SOURCE DOCUMENT:
# how did you get started in model railroading



## kakashie455 (Jun 15, 2009)

well i got started when my dad bought me a lionel train set 

how did you get started:lol_hitting:


----------



## Boston&Maine (Dec 19, 2007)

Pretty much the same way you got started...


----------



## stationmaster (Dec 7, 2008)

I was 6 years old and Dad set up a train layout in an unused upstairs bedroom . There was also a train club in Marion the was lcoated in an abandoned C&O depot.

Bob


----------



## tankist (Jun 11, 2009)

was 5 when grandpa bought me my set. i still remmeber this day like it was yesterday. I had some European C-C diesel (still can't find it in loco list...) and 5 long passenger cars. i assume i was modeling Deutsche Reichsbahn as everything written on cars was in german.

BTW, looking at track i have today i can say that although the PIKO (then government owned east german company ) did not look super realistic its track snapping and unsnapping withstood 6 years of regular layout building and tearing apart as there was no way i could have permanent one. with todays stuff i sure would have gone through many many bent and lost rail couplers and perhaps bent rail.


----------



## tworail (Apr 13, 2006)

I got a decent HO scale set for Christmas when I was about 8 or so. To sweeten the deal, I got chicken pox shortly after Christmas so I spent alot of time playing with it.

My dad who had some carpentry skills made a very interesting 4x8 layout. I have pictures but they are film so I need to scan them.


----------



## Southern (Nov 17, 2008)

Same here. Dad made the frame and table top 5 years before I was born. I am the youngest of the four Kidd's. I showed to most interest in it so I am the one that still has it. I just add it up and my train table is 51 years old. It has been reworked at least three times. It is now in it's fifth home. I always wanted train stuff for my birthday and Christmas. I have spent many hours working on it and it still look as if I started yesterday.

EXERCISE TASK:
Carry on the forum thread about how people got started in model railroading, picking up after its last post.

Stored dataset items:
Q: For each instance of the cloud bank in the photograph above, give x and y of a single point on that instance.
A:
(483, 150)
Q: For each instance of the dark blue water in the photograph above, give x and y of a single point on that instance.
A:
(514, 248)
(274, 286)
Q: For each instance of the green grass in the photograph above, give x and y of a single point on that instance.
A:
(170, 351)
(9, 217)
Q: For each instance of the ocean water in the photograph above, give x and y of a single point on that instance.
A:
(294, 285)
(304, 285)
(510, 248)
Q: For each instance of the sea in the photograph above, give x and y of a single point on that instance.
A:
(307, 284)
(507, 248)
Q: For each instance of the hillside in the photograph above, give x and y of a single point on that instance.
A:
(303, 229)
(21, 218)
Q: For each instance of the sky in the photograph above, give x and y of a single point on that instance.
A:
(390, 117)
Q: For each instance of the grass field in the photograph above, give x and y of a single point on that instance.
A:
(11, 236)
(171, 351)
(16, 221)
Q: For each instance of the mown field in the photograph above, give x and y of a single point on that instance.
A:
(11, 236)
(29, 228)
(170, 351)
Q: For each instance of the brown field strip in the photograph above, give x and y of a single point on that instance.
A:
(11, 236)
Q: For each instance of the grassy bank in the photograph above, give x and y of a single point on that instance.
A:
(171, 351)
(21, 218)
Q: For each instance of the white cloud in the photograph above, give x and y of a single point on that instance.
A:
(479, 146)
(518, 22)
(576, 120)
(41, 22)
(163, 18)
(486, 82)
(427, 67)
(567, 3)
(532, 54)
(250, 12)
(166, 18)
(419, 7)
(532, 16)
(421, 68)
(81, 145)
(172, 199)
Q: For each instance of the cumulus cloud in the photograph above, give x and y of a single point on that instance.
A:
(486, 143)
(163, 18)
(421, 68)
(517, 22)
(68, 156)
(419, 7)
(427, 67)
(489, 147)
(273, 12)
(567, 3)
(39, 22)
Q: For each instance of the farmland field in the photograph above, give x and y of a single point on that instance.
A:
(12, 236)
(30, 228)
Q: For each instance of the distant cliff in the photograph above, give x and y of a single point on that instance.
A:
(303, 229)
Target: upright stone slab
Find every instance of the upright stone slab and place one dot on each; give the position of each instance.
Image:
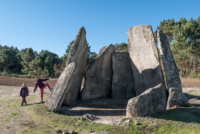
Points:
(176, 97)
(145, 63)
(171, 71)
(62, 86)
(98, 78)
(122, 81)
(150, 102)
(78, 54)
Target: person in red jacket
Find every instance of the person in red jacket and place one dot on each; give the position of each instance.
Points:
(39, 82)
(23, 93)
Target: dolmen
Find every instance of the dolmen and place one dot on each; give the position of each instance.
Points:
(68, 85)
(135, 75)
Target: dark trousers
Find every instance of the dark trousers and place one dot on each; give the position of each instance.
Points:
(23, 99)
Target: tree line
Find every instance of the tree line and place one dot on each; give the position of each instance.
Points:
(183, 36)
(29, 63)
(184, 40)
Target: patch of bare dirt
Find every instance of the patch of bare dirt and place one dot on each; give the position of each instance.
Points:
(190, 82)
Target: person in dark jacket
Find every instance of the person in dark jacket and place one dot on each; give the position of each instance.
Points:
(23, 93)
(39, 82)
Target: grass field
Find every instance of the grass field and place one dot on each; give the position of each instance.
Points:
(36, 119)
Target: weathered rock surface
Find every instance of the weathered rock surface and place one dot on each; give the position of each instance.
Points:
(171, 71)
(176, 97)
(98, 78)
(62, 86)
(150, 102)
(78, 54)
(122, 81)
(145, 63)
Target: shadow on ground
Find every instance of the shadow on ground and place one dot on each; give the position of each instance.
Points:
(115, 109)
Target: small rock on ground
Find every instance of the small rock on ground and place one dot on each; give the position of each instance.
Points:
(59, 131)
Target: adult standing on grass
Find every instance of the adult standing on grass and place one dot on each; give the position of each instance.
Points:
(39, 82)
(23, 93)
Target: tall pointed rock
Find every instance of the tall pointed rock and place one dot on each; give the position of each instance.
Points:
(69, 83)
(78, 54)
(171, 70)
(145, 63)
(98, 79)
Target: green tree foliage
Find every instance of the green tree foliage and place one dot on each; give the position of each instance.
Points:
(91, 59)
(48, 60)
(9, 60)
(122, 47)
(186, 45)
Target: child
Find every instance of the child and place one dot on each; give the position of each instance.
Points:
(38, 82)
(23, 93)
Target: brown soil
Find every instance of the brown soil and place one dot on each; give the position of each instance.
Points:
(11, 81)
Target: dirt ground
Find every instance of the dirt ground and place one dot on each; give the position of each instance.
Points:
(11, 81)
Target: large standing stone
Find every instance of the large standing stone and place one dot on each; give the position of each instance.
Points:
(171, 71)
(145, 63)
(176, 97)
(150, 102)
(62, 86)
(78, 54)
(122, 81)
(98, 78)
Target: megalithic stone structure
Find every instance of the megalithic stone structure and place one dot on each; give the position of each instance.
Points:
(145, 63)
(170, 68)
(150, 102)
(62, 86)
(98, 78)
(78, 54)
(122, 80)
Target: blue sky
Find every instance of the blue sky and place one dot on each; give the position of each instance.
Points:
(52, 24)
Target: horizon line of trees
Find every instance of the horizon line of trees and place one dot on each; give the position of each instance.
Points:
(183, 36)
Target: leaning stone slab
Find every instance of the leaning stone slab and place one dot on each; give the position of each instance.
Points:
(145, 63)
(98, 78)
(61, 88)
(78, 54)
(176, 98)
(150, 102)
(171, 71)
(122, 80)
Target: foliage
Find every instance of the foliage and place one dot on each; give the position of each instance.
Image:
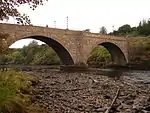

RESULT:
John


----------



## glgraphix (Dec 21, 2008)

My dad bought me a O-27 guage set (Marx) when I was like 5yrs old, for Christmas. I got different cars and stuff thru out the years, up until I lost intersted when Middle school/girls rolled around, lol.
My dad always had HO stuff, and I mean TONS of it. But never ran it, it was all for a layout that never materialized, (I blame my mom getting preg. with my Sister, lol). He sold it all when I was about 15yrs old.
Now, I have 2 boys and a daughter to pass it on to. But this time, I am working on the layout now, hehe.
Kevin


----------



## T-Man (May 16, 2008)

I started late. My wife actually bought me my first complete set, the year after we were married. I was collecting only a few years before. My oldest brother got the Lionel Set I was in the slot car era.


----------



## B.C.RAIL (Sep 1, 2008)

A good friend of mine bought me a bachmann train set, about 11 or 12 years ago..
And then he bought another one because I liked the first one..lol
I still have it, though the track is long gone.


----------



## chessie14 (Jun 15, 2009)

Like most it was a family hobby, something my father and I could do together. It was also cheeper than most of the other hobbys out there such as R/C cars and planes and rockets. Not to mention the longevity of the models themselfs. I could never sell or get rid of any of the cars locos or structures that either myself or my father built. History is in miniture as well...


----------



## cidjackaries (Jul 23, 2008)

For me it started when I was 7. When visiting my grandparents my brother and I ordered into their basement so we didn't disturb the older discussions. My grandfather has this really large layout we would play for hours. My 8th birthday I got a train set and played with for the next two years. I got out of the hobby for a while but held onto my trains until I had the income and space to build a new layout. Now I have over 100 cars and the skills to make my own large layout. I plan on posting pics.


----------



## shaygetz (Sep 23, 2007)

Model trains have been around me all my life...I couldn't really put a finger on any one thing that started it. Dad had American Flyer, there were trains in every relative's house and every firehouse at Christmas as well as our own. My first layouts were when I was 8, my first truly scale effort was when I was in 8th and th grade and a part of a model RR club at school. They've always been there through my rock-n-roll doper daze, the military and everything in between.


----------



## Jim C (Jul 7, 2009)

When Santa left me a Lionel set under the tree about 50+ years ago. It was fun restoring that same old #2035 steam locomotive and its cars this past winter.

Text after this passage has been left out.